▶ **To be done**: Give again the lines from the line with "If you could segment every instance of the woman" to the last line of the records, exactly and in full. Do not carry over any pictures.

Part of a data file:

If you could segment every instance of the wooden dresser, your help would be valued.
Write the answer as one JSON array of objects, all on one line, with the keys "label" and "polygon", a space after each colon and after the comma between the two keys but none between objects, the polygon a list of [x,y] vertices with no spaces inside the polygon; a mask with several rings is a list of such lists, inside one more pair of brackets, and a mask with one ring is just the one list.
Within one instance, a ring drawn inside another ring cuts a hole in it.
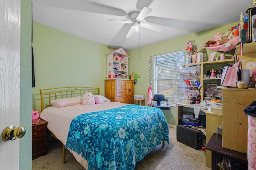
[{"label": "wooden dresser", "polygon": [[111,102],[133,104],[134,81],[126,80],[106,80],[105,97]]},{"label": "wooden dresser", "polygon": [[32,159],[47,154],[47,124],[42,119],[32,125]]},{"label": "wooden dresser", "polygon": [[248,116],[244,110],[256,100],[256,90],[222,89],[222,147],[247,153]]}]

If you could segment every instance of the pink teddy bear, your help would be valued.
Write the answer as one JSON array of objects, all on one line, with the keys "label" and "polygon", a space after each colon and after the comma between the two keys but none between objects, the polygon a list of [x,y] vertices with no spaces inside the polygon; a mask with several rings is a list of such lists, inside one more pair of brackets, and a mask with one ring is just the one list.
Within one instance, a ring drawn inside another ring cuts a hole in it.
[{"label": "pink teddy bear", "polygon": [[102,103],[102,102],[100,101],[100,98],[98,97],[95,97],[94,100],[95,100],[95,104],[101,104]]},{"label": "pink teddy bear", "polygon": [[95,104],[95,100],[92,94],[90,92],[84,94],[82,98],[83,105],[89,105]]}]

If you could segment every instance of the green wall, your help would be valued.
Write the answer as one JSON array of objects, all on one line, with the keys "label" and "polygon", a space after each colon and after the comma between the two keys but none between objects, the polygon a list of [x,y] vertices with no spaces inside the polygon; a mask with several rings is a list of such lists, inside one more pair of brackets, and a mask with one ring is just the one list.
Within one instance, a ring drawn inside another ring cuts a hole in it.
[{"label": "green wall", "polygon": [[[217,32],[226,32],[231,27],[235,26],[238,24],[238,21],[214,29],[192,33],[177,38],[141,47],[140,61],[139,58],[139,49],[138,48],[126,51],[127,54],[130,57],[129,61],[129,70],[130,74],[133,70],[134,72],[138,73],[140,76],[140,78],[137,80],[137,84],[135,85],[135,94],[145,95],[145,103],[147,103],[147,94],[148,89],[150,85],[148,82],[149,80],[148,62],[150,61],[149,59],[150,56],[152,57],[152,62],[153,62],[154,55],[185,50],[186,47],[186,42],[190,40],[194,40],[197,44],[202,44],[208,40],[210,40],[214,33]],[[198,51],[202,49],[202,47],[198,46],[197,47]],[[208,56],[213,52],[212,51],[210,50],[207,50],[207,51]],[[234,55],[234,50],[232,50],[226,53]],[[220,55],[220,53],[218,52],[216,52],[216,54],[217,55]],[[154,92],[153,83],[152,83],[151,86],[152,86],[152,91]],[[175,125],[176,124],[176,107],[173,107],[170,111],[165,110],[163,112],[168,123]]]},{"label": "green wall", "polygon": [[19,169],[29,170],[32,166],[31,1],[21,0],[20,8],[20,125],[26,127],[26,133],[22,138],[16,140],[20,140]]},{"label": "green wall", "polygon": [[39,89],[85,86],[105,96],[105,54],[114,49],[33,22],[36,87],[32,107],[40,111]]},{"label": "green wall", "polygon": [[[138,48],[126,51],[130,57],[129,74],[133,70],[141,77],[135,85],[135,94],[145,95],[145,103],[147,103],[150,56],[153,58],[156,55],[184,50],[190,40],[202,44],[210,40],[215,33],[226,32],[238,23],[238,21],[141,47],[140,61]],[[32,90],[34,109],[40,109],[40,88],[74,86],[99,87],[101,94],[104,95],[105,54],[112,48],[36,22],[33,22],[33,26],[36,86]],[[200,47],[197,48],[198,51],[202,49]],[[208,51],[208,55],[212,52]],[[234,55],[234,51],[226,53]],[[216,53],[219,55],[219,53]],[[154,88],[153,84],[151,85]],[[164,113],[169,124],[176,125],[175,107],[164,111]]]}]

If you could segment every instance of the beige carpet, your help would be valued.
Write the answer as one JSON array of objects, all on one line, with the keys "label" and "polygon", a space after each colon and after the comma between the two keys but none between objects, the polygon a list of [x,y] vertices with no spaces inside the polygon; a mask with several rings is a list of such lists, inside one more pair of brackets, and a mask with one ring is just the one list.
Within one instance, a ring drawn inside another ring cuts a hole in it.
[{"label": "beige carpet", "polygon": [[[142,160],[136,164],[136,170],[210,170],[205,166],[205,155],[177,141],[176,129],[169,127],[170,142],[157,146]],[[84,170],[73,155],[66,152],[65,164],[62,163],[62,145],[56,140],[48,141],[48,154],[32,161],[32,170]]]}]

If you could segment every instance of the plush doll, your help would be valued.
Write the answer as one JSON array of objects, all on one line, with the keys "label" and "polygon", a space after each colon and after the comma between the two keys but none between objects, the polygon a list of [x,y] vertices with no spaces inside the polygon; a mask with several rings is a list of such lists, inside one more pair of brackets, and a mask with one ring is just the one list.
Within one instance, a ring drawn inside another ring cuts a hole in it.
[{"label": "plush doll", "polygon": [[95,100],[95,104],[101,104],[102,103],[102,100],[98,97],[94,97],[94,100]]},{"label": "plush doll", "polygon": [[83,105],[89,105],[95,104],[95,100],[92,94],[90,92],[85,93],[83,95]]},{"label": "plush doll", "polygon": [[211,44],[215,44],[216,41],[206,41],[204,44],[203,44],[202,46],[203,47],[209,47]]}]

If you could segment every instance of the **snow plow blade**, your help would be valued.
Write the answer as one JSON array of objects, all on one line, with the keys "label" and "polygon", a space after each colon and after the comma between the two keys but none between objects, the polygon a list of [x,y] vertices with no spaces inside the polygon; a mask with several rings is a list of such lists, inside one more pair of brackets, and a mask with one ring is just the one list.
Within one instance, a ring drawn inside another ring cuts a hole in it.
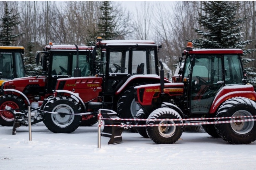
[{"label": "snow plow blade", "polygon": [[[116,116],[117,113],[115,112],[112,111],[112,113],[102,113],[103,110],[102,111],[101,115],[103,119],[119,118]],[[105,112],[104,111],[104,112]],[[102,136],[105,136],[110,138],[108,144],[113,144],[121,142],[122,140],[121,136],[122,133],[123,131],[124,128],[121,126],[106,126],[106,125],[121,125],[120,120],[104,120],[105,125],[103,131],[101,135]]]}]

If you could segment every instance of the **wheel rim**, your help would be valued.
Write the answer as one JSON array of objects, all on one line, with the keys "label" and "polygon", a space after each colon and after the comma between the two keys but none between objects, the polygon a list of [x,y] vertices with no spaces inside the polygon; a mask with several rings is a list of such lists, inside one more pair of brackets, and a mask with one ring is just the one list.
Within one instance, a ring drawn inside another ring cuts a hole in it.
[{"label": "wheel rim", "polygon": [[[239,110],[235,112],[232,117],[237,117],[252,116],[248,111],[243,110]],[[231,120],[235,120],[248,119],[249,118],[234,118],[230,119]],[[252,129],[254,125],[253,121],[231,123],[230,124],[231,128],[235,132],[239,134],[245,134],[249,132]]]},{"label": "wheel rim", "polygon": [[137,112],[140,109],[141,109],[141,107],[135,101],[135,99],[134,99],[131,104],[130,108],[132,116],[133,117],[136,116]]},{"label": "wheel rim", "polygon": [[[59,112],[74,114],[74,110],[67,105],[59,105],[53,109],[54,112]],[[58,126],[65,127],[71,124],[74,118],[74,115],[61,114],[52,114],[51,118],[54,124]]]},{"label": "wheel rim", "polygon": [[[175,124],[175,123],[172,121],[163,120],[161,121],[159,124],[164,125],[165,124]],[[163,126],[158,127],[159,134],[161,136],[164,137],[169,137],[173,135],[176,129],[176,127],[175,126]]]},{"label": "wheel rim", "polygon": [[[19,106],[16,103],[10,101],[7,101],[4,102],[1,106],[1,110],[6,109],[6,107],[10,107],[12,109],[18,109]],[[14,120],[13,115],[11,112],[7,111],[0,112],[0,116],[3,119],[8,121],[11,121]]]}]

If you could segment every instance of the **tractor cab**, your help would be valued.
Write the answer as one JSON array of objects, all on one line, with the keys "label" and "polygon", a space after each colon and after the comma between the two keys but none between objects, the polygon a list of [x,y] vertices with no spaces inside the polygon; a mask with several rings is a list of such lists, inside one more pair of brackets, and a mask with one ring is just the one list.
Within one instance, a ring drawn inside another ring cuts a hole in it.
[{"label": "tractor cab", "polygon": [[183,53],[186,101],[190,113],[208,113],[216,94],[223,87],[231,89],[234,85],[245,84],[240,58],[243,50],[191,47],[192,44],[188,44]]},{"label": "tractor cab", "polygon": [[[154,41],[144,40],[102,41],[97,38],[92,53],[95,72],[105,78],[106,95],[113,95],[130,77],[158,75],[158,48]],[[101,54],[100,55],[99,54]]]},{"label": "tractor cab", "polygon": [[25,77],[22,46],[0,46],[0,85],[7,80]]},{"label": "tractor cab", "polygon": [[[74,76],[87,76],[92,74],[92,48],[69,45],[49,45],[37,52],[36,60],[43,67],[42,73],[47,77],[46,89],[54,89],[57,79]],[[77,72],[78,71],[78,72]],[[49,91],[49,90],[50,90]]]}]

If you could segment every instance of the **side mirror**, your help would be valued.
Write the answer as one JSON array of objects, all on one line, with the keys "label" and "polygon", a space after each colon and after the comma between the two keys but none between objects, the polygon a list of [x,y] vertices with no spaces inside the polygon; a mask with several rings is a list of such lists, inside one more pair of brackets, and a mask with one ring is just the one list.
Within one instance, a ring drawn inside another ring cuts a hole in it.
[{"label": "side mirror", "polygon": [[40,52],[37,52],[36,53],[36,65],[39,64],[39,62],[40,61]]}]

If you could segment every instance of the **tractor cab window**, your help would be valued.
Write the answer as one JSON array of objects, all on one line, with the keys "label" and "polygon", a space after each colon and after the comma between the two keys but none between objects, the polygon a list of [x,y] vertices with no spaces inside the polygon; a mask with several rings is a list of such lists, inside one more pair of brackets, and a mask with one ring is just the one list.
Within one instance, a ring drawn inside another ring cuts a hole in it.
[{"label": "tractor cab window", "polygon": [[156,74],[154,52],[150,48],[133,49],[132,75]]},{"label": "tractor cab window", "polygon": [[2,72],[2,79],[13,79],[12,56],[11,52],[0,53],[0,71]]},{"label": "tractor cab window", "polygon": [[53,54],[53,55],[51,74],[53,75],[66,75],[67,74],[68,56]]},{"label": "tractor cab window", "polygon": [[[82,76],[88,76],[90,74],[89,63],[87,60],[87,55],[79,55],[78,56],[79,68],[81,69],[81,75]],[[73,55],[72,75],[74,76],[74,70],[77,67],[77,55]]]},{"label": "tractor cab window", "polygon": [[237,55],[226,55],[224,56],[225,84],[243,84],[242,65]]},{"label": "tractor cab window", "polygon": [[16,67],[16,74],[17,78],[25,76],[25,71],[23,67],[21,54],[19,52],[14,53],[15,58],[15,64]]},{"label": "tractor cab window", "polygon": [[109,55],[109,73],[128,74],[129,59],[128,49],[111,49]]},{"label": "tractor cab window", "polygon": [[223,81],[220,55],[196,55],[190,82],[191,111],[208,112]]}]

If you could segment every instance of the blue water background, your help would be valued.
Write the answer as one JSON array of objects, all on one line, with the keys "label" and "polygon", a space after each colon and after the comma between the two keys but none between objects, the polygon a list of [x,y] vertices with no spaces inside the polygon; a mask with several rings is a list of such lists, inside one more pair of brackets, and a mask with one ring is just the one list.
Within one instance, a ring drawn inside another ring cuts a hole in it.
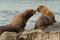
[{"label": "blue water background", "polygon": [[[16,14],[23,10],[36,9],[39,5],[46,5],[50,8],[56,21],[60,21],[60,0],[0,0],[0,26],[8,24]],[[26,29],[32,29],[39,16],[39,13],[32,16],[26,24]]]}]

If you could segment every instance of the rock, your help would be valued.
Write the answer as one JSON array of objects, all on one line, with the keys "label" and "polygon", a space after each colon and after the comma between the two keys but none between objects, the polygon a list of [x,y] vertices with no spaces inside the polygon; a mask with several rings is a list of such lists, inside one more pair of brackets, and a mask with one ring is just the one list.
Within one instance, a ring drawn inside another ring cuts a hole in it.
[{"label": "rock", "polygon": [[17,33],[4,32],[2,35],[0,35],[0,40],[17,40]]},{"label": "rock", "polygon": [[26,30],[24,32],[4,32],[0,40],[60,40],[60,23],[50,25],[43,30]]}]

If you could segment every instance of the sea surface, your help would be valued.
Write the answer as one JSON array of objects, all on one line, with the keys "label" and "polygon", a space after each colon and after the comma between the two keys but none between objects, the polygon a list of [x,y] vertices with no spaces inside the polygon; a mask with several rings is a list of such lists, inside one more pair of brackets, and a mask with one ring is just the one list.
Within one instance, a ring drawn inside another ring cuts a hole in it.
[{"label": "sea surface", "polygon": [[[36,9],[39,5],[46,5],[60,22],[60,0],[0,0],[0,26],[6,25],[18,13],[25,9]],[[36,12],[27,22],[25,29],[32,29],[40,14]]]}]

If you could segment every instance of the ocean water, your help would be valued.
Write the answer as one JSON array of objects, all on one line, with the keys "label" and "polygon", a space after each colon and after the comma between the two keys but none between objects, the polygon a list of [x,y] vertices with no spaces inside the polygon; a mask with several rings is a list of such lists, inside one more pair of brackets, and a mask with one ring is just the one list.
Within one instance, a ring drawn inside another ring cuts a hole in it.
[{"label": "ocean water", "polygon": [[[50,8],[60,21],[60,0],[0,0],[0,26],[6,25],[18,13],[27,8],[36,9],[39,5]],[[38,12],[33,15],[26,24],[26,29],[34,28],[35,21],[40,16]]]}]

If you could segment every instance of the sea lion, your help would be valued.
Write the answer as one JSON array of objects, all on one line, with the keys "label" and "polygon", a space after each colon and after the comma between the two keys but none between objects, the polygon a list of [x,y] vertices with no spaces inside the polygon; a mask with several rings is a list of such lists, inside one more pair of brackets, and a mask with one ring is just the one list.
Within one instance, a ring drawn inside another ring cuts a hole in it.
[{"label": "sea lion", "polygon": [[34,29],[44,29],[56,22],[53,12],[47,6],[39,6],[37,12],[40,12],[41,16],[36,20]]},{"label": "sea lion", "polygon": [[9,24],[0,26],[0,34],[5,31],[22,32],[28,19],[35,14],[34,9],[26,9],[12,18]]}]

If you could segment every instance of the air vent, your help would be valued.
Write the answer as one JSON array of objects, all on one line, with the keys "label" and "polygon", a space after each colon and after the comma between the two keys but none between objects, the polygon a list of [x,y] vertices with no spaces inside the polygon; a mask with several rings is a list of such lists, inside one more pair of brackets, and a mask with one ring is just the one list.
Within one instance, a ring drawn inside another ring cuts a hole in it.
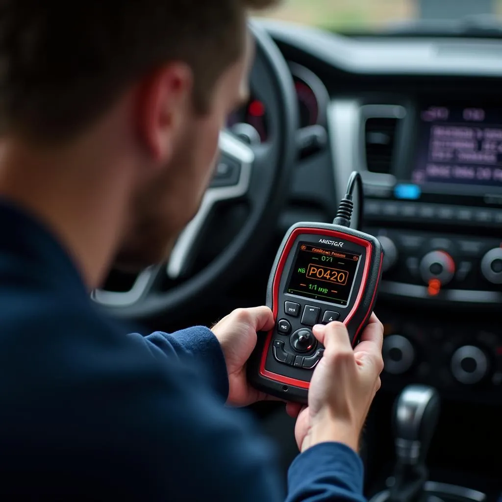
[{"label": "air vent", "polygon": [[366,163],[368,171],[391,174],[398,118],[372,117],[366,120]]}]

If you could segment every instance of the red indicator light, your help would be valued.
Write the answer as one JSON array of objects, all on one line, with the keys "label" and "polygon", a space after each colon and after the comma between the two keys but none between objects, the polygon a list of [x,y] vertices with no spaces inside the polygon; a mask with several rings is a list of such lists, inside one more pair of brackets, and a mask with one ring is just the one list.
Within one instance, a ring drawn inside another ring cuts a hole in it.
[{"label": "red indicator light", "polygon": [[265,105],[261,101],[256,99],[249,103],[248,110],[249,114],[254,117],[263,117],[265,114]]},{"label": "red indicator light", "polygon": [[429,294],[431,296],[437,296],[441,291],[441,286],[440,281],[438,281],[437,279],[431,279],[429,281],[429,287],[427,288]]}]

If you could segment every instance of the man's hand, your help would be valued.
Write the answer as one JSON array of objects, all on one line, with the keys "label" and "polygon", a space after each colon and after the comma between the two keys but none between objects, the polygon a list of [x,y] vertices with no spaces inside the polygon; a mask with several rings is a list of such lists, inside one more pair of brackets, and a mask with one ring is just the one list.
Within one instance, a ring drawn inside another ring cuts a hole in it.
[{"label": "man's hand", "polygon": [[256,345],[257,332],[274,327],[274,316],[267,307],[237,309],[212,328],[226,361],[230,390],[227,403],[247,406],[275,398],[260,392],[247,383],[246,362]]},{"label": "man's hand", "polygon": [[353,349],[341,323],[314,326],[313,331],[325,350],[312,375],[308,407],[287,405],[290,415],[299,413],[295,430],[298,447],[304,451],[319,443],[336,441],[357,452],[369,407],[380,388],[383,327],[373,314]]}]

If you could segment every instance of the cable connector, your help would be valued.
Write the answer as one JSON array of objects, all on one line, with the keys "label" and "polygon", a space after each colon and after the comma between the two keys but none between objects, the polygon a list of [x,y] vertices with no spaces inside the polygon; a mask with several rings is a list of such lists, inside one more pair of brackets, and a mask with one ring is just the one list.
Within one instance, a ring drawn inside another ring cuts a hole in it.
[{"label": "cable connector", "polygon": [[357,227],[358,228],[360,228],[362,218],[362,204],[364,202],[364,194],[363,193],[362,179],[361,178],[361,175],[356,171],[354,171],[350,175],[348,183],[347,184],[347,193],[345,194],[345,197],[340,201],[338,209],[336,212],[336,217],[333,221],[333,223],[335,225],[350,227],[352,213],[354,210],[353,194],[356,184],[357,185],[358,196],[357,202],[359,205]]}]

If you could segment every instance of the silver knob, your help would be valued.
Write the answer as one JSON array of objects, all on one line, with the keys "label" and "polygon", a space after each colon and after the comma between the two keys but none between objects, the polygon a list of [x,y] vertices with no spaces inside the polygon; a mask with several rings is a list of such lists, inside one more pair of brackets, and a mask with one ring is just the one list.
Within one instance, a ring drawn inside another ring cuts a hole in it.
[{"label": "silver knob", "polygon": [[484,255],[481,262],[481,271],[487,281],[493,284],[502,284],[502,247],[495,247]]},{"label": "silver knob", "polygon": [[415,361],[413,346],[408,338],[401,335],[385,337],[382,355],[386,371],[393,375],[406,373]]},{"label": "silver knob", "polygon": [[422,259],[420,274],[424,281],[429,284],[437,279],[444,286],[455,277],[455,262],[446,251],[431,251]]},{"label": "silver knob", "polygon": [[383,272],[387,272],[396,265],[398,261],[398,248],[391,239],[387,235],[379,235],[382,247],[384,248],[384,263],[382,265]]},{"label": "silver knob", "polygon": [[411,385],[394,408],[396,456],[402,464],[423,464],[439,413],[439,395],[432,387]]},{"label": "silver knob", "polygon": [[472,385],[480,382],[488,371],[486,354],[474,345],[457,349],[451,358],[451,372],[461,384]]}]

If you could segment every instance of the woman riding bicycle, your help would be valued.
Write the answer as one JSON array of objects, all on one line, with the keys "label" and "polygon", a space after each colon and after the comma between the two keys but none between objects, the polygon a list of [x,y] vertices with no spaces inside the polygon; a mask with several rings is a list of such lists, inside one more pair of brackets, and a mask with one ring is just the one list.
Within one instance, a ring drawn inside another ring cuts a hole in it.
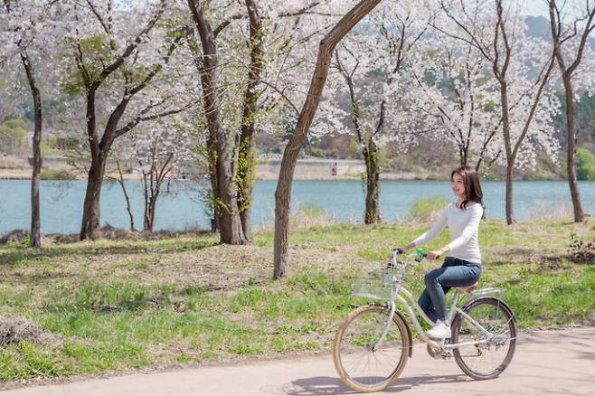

▶ **Reply**:
If you could segment every instance of the woman riding bicycle, your help would be valued.
Write the answer as one JSON array of objects, all on one line, with the keys "label" and "polygon", a space after each colon and after the comma between the two keys but none between objects, the polygon a list of [x,y] vertices with no spaces inside the polygon; a mask with several rings is a list of such lists, inside one more pair of brackets, and a mask with one ring is just the one list.
Within one instance, a ring drawn inside another ring cuts a hole in it.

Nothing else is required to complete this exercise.